ТЕКСТ.
В основном из-за этого временного затмения аналитической экономической теории
реальные проблемы, связанные с проектами плановой экономики, на удивление мало
исследовались. Однако это затмение никоим образом не было обусловлено только
врожденной слабостью старой экономической науки и проистекавшей отсюда
потребностью в перестройке общей теории. Оно и не имело бы такого эффекта,
если бы не совпало с подъемом другого движения, определенно враждебного
рациональным методам в экономической науке. Была общая причина, одновременно
подрывавшая позиции экономической теории и усиливавшая рост школы социализма;
она определенно отбивала охоту к любым размышлениям о реальном
функционировании общества будущего. Этой причиной стал подъем так называемой
исторической школы в экономической науке [некоторые моменты, которых я могу
здесь лишь коснуться, я развил более полно в своем обращении УНаправление
развития экономической мыслиы (Economica, May, 1933)], суть ее точки зрения
состояла именно в том, что установить экономические законы можно только путем
применения к историческому материалу методов естественных наук. Но природа
этого материала такова, что любая попытка подобного рода обречена вырождаться
в голый протокол, описательство и полный скептицизм относительно существования
каких-либо законов вообще.

ИСХОДНЫЕ ДАННЫЕ.
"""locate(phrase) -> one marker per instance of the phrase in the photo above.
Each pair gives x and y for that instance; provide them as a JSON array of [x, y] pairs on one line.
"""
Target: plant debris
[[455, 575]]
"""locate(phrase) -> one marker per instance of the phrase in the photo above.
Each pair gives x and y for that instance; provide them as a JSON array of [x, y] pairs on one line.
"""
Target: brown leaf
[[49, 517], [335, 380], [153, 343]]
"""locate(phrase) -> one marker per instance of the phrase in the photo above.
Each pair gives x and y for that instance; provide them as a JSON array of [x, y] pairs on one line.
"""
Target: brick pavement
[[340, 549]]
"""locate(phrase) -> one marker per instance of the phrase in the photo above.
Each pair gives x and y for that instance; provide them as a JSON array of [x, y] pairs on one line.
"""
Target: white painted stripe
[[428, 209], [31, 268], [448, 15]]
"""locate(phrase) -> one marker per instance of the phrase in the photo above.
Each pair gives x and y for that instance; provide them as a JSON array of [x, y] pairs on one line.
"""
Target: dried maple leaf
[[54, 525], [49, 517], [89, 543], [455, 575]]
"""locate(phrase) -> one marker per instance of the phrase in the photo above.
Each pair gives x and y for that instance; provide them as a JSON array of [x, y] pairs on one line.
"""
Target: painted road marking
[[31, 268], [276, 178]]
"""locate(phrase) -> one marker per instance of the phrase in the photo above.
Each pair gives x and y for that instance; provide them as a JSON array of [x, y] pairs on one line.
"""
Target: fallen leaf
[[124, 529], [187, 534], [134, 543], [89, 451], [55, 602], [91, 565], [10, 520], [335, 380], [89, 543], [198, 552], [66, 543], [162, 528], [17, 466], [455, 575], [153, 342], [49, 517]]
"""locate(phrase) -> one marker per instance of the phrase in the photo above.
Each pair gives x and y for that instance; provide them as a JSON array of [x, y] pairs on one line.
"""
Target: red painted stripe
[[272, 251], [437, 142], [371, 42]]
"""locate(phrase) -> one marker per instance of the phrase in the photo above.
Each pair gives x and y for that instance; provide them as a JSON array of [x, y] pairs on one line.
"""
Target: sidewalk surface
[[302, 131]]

ЗАДАНИЕ.
Повторите дословно и целиком текст о затмении экономической теории и подъеме исторической школы. Эти записи взяты из другого источника.

ВАШ ОТВЕТ.
В основном из-за этого временного затмения аналитической экономической теории
реальные проблемы, связанные с проектами плановой экономики, на удивление мало
исследовались. Однако это затмение никоим образом не было обусловлено только
врожденной слабостью старой экономической науки и проистекавшей отсюда
потребностью в перестройке общей теории. Оно и не имело бы такого эффекта,
если бы не совпало с подъемом другого движения, определенно враждебного
рациональным методам в экономической науке. Была общая причина, одновременно
подрывавшая позиции экономической теории и усиливавшая рост школы социализма;
она определенно отбивала охоту к любым размышлениям о реальном
функционировании общества будущего. Этой причиной стал подъем так называемой
исторической школы в экономической науке [некоторые моменты, которых я могу
здесь лишь коснуться, я развил более полно в своем обращении УНаправление
развития экономической мыслиы (Economica, May, 1933)], суть ее точки зрения
состояла именно в том, что установить экономические законы можно только путем
применения к историческому материалу методов естественных наук. Но природа
этого материала такова, что любая попытка подобного рода обречена вырождаться
в голый протокол, описательство и полный скептицизм относительно существования
каких-либо законов вообще.